» **Фрагмент текста**:
###
К.С. с мягко снижающей пафос иронией так объяснил повышенное внимание европейцев к своей личности: “Во время нашего тогдашнего пребывания в Берлине я стал весьма популярен. И вот почему. Задолго до нашего приезда из России потянулись за границу всевозможные артисты самых разнообразных направлений, профессий и видов искусств. Пользуясь тем, что марка МХТ стала после 1906 года (первые, чрезвычайно успешные гастроли МХТ за границей. – Р.К.) популярной в Европе, почти все приезжие выдавали себя за артистов нашего театра. Многие, бывшие у нас когда-то статистами и переменив теперь род искусства, тоже прикрывались званием МХТ. Например, когда-то статист нашего театра, а теперь гитарист, танцор, куплетист, шансонетный, оперный певец, режиссер, служащий в театре, – все проходили под нашей маркой и, в частности, – за учеников Станиславского. “Дайте же мне посмотреть на этого человека, Станиславского, который в таком количестве плодит актеров всех специальностей, направлений и профессий”, – говорил обыватель, читая афиши и рекламы моих мнимых учеников”.
Советская власть в культурной своей политике с самых первых шагов отличалась не только партийной прямолинейностью, но и вполне рациональной последовательностью. Ей нужен был дома покой и порядок, единомыслие художника с властью. Все “лишние” тем или иным путем постепенно изымались из творческого обихода, если, конечно, не открывали в себе способность превратиться в “нелишних”. Но необходимы ей были и те, кто мог в глазах всего мира свидетельствовать о сказочном расцвете культуры под мудрым правлением большевиков.
###
» **Представленные данные**:
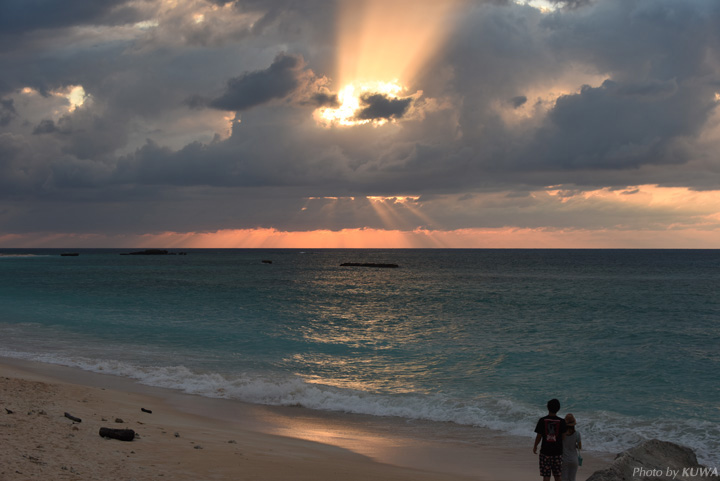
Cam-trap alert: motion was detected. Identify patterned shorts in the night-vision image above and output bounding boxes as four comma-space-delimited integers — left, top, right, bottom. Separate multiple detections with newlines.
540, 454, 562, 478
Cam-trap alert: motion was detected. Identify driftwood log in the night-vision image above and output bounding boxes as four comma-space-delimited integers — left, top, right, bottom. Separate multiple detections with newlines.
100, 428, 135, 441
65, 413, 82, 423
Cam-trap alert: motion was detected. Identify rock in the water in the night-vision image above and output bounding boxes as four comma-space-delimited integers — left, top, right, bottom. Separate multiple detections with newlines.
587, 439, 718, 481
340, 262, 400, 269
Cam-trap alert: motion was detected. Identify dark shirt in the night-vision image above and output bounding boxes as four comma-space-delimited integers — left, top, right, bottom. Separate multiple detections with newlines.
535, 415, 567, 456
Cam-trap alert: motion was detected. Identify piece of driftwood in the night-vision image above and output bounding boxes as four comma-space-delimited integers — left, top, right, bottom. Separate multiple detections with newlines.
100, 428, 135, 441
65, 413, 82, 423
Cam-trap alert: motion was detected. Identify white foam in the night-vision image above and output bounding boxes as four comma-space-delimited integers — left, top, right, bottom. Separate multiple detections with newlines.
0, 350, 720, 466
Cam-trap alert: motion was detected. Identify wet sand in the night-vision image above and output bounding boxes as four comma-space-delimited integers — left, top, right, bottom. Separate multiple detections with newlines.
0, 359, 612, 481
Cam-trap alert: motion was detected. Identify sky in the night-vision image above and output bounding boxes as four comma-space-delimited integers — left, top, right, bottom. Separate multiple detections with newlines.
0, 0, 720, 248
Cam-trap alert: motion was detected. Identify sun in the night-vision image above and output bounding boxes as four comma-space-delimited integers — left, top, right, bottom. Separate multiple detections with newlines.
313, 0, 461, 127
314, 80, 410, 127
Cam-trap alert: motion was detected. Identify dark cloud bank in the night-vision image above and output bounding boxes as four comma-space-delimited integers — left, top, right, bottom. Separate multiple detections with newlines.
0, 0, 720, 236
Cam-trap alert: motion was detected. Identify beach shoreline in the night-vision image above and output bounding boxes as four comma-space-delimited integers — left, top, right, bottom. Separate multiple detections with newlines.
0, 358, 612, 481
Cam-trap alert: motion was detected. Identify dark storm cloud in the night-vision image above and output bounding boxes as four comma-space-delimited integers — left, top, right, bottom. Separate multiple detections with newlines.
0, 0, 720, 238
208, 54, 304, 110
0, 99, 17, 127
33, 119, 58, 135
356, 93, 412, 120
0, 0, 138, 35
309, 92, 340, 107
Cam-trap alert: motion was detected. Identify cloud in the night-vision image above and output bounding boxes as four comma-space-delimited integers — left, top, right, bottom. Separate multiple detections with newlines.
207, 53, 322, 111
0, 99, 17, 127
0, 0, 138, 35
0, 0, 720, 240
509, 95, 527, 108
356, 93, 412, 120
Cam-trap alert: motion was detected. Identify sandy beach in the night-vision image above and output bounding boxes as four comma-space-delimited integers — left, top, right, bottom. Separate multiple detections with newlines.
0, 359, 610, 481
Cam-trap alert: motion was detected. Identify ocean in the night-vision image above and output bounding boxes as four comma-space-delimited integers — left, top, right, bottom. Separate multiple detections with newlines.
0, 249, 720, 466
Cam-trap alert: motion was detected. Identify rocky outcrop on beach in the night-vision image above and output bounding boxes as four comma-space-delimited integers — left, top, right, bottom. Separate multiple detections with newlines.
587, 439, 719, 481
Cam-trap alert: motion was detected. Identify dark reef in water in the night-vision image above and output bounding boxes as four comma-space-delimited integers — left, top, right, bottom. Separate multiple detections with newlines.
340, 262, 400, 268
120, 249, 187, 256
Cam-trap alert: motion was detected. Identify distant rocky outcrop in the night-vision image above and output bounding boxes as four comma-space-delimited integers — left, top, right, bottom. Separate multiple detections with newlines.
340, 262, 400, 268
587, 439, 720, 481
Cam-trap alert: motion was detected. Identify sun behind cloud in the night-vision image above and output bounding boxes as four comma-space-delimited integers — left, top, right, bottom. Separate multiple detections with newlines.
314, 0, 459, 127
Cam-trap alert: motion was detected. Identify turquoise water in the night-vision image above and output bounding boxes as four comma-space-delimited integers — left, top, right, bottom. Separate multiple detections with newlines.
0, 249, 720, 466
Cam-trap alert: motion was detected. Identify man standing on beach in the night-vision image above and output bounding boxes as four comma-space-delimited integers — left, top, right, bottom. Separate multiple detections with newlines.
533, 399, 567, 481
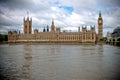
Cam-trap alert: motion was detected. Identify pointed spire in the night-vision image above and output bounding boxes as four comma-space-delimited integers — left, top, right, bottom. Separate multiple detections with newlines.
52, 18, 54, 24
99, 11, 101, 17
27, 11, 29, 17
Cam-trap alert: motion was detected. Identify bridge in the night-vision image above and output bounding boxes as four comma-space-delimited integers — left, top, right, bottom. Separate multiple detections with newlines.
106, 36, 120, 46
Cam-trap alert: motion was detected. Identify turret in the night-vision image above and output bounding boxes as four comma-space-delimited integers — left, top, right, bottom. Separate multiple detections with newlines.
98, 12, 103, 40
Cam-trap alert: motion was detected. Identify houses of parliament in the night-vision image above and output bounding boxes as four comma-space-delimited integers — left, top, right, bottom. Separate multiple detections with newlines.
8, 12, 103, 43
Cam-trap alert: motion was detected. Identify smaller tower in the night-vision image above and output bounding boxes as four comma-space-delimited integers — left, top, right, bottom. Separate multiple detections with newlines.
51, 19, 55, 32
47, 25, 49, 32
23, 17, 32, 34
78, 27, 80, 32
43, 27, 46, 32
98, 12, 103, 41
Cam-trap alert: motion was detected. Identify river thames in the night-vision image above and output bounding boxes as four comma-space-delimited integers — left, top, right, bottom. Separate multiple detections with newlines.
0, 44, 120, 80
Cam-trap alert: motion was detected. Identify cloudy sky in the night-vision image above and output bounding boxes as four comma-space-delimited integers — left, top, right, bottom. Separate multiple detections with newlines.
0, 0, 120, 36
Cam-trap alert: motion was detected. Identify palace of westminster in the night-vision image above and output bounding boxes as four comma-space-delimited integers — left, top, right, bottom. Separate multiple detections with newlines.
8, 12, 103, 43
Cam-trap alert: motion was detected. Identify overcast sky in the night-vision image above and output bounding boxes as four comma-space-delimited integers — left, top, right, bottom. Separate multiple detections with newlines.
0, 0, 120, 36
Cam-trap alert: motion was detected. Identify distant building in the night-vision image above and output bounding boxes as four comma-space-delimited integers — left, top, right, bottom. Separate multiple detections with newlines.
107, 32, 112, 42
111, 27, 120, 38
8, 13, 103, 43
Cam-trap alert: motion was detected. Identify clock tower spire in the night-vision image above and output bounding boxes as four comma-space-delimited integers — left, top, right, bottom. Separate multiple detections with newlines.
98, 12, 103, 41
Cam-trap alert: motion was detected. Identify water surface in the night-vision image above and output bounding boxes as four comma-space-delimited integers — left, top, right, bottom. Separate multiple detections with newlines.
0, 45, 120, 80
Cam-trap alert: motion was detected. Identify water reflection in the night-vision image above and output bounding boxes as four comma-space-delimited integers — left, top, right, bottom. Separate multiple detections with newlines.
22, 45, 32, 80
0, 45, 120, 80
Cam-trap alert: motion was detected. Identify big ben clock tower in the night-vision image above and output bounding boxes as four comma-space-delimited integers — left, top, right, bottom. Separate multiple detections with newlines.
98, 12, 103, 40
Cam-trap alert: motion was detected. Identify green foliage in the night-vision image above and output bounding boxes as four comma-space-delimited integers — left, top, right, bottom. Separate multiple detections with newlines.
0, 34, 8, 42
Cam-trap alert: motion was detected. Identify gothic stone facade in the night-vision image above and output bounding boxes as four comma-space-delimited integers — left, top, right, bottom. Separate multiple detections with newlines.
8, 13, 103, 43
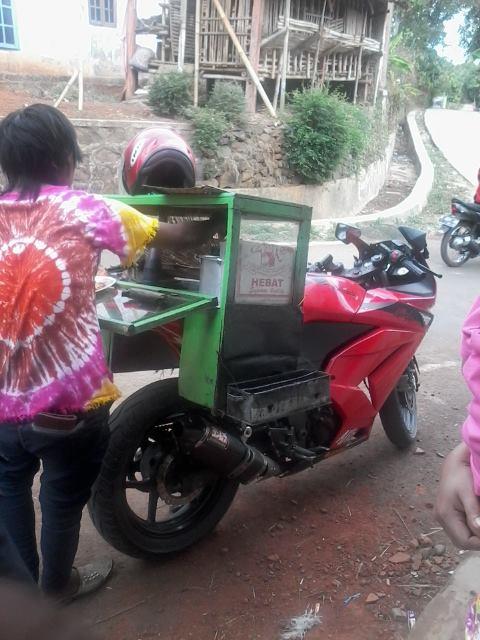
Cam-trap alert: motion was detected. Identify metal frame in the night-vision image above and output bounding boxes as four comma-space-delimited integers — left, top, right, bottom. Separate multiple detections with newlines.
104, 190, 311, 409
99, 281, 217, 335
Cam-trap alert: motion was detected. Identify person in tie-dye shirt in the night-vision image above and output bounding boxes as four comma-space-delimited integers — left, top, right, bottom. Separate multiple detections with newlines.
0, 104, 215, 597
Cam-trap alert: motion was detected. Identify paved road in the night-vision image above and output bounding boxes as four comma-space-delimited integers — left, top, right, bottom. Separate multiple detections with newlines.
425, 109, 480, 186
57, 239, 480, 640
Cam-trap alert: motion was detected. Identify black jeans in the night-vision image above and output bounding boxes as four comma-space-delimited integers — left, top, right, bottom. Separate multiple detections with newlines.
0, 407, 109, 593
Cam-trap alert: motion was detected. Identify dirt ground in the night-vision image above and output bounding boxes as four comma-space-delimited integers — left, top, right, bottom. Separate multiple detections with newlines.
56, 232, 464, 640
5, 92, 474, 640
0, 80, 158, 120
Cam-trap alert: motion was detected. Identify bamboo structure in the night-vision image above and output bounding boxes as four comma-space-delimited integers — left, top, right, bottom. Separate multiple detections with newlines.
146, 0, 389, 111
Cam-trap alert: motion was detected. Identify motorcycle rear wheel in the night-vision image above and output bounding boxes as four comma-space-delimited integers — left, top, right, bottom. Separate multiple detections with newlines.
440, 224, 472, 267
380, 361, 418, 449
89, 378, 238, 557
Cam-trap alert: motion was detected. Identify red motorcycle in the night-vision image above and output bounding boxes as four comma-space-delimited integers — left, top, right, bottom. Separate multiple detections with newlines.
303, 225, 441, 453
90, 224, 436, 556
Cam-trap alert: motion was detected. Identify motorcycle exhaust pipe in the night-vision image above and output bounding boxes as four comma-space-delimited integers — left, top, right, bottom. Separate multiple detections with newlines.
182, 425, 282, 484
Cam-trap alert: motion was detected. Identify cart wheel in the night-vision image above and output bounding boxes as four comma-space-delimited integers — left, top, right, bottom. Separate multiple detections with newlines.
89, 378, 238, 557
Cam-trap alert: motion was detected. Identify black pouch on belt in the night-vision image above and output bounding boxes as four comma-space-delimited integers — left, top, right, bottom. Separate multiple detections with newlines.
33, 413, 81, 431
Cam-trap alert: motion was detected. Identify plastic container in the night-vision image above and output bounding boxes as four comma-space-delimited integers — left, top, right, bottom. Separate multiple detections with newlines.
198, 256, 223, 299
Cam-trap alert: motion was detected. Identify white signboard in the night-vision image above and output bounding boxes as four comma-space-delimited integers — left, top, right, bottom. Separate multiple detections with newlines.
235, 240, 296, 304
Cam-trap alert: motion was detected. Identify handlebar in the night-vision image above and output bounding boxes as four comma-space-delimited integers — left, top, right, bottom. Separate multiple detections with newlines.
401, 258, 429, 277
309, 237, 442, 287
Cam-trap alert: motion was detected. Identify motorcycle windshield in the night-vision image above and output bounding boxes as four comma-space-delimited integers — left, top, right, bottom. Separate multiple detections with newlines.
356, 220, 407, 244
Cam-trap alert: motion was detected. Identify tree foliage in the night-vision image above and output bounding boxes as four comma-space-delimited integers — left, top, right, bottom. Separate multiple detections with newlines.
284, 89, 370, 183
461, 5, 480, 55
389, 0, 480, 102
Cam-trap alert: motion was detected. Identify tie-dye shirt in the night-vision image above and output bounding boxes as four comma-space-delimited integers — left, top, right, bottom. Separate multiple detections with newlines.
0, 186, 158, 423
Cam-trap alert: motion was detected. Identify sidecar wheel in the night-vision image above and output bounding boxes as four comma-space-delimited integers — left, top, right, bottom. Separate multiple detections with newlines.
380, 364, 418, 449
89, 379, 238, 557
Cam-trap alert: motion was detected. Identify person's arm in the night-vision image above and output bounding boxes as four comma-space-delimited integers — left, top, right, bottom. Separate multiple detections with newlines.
###
» **Что нужно сделать**:
A - За чьих учеников, согласно тексту о Станиславском и МХТ, выдавали себя бывшие статисты театра?
B - Перепишите из текста о Станиславском и МХТ фрагмент от «Советская власть в» до «мудрым правлением большевиков.» без единого изменения.
Записи здесь не понадобятся.

» **Полученные ответы**:
A - За учеников Станиславского.

B -
Советская власть в культурной своей политике с самых первых шагов отличалась не только партийной прямолинейностью, но и вполне рациональной последовательностью. Ей нужен был дома покой и порядок, единомыслие художника с властью. Все “лишние” тем или иным путем постепенно изымались из творческого обихода, если, конечно, не открывали в себе способность превратиться в “нелишних”. Но необходимы ей были и те, кто мог в глазах всего мира свидетельствовать о сказочном расцвете культуры под мудрым правлением большевиков.